§ Supplied data
START
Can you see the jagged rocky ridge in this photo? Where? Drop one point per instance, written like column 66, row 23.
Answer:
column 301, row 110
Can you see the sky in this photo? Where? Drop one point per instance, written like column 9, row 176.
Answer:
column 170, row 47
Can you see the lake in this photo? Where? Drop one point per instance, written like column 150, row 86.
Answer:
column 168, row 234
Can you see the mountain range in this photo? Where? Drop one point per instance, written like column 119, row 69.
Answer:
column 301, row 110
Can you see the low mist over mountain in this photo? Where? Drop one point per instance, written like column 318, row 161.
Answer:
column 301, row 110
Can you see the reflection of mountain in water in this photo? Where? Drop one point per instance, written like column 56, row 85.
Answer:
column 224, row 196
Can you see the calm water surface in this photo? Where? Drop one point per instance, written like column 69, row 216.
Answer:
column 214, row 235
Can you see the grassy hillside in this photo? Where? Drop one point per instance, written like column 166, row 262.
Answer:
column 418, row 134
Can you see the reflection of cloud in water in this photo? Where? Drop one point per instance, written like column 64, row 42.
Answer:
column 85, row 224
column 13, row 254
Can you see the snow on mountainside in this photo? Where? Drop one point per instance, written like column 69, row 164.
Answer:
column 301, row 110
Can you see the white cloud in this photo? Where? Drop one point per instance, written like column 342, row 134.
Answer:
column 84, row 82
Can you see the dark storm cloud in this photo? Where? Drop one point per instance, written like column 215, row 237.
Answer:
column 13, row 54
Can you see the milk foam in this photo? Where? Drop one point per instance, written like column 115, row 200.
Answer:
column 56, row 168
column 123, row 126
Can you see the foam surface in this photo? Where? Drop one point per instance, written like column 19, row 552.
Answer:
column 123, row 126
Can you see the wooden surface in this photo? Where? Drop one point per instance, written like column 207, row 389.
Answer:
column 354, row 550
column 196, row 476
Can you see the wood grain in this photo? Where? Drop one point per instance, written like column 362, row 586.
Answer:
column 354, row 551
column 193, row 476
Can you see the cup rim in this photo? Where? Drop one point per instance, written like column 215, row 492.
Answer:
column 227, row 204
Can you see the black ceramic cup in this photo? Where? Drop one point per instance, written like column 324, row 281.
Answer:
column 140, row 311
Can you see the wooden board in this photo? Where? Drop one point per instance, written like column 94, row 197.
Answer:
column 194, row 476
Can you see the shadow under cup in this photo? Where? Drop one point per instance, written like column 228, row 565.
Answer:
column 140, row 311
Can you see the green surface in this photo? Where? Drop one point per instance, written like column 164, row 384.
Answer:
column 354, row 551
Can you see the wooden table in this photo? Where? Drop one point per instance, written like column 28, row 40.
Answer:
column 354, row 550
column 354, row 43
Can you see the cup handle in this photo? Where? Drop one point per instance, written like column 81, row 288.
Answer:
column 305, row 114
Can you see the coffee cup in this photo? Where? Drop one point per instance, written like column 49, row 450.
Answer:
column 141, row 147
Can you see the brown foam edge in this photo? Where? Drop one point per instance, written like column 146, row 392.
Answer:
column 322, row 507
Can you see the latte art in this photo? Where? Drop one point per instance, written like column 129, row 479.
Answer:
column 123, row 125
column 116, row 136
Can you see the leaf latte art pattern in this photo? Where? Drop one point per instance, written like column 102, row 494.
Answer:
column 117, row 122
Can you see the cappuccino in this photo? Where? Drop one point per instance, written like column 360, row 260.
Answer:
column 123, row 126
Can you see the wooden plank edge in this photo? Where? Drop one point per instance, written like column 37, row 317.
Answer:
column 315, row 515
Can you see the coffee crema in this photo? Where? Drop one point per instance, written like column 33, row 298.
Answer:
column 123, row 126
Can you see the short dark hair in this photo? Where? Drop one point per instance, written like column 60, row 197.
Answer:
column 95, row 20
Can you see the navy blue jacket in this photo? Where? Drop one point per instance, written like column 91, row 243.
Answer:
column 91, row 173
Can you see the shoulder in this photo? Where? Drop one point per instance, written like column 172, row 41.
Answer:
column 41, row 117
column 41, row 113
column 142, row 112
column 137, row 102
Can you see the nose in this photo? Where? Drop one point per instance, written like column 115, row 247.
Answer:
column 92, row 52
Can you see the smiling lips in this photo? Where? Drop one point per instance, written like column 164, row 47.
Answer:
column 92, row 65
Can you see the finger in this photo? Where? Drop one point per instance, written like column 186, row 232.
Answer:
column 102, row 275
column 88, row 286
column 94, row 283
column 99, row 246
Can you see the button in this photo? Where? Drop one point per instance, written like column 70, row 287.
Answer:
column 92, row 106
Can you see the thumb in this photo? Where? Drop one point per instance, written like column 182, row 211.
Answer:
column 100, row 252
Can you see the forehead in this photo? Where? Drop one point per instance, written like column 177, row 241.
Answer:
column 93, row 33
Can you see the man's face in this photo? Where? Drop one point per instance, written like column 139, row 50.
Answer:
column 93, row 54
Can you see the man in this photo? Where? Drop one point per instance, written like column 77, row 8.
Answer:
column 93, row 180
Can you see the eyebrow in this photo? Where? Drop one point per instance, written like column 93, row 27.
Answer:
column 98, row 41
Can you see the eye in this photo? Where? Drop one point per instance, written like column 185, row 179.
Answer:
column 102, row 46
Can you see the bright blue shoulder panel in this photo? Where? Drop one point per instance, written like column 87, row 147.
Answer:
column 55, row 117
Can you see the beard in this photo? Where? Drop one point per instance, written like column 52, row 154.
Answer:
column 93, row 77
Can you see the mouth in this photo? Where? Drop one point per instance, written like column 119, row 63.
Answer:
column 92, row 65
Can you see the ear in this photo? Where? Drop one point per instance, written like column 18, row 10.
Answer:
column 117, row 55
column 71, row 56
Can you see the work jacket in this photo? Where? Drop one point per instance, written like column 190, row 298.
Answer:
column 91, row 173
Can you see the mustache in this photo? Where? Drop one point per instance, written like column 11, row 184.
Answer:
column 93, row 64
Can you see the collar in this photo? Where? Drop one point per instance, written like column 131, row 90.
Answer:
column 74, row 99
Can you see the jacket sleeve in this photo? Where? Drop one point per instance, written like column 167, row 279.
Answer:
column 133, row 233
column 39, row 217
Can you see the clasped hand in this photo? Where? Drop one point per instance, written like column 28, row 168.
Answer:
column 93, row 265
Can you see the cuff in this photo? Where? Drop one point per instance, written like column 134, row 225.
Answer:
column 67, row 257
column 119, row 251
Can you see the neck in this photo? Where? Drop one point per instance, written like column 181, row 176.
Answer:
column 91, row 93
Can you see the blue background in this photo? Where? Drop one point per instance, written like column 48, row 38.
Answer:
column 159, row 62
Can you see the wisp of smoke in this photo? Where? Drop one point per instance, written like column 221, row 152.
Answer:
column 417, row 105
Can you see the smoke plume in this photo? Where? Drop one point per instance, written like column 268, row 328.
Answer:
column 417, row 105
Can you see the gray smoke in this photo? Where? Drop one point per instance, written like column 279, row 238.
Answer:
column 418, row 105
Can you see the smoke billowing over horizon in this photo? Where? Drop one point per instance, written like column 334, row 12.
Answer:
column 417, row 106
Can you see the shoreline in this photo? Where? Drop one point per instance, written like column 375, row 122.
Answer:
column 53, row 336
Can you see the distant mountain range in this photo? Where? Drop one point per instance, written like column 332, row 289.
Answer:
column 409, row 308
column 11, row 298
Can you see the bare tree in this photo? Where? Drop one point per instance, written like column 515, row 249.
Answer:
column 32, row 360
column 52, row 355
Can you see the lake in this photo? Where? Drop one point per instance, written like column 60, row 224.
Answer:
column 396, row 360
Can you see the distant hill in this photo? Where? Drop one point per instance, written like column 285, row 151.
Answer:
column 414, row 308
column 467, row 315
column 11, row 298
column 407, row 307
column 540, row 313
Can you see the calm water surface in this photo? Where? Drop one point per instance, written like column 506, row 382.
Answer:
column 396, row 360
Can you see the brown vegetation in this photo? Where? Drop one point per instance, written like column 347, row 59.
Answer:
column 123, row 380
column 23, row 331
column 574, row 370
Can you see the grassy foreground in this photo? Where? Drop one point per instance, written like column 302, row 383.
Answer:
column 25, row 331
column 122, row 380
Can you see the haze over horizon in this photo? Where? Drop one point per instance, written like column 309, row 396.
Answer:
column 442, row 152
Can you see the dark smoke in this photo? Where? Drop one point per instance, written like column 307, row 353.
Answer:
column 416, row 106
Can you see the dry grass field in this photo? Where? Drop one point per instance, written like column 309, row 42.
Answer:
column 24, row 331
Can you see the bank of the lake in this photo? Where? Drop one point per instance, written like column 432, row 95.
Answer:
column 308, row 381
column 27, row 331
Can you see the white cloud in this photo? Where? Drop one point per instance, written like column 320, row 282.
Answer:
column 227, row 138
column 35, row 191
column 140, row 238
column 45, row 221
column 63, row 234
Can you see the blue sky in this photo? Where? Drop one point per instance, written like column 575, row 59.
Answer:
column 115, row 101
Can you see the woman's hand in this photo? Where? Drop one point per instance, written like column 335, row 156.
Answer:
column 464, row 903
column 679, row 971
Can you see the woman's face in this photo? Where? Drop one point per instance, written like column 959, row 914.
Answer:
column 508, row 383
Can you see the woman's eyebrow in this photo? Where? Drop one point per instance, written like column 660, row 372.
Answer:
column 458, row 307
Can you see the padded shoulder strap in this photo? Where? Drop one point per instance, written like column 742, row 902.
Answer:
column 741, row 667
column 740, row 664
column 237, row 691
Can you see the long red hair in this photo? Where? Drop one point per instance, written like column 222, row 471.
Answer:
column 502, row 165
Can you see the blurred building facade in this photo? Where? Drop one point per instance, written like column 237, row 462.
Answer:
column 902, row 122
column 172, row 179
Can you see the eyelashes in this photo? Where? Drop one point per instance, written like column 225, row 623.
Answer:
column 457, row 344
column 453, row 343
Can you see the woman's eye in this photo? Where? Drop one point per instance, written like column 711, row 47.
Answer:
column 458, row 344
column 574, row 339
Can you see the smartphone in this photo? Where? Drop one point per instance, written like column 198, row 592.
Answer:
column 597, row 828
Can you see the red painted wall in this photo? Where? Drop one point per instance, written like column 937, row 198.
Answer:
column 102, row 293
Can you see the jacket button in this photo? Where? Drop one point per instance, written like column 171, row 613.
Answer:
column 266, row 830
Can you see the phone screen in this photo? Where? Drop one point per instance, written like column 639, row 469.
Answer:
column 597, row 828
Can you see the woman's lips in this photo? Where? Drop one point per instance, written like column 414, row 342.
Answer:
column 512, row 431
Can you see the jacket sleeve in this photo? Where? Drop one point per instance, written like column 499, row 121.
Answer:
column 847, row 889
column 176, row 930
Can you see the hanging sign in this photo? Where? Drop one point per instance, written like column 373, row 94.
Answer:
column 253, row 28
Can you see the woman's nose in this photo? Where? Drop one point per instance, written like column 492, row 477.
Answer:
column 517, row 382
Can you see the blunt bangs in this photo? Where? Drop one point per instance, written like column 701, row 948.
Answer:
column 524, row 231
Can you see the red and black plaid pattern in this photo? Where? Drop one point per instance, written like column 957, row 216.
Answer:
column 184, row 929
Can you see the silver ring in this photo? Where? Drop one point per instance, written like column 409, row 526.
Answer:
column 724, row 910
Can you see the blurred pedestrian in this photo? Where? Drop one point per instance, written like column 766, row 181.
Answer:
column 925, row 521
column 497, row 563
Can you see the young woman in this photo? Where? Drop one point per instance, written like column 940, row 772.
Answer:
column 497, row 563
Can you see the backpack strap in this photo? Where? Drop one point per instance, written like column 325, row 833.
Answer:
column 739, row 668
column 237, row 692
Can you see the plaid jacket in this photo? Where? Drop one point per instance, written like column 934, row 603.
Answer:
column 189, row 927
END
Transcribe the items word for word, from the line that contains "Can you see the red and" through the last line of the items, including both of those lines.

Can you see the red and black plaid pattern in this photo? Where? Drop one point per instance, written like column 957, row 216.
Answer:
column 184, row 929
Can you see the silver ring in this photo? Where? Drop one point per instance, written like column 409, row 526.
Answer:
column 724, row 910
Can you see the blurred pedestrian in this photo? Where? Drop one point per instance, written like column 766, row 181.
Answer:
column 925, row 521
column 497, row 563
Can you see the young woman in this photo? Where? Drop one point per instance, written like column 940, row 772.
Answer:
column 497, row 563
Can you see the backpack strap in this photo? Where? Drop one point per instance, written like column 325, row 833.
Answer:
column 739, row 668
column 237, row 692
Can you see the plaid jacket in this photo? Where? Drop one point per instance, written like column 934, row 603.
Answer:
column 189, row 927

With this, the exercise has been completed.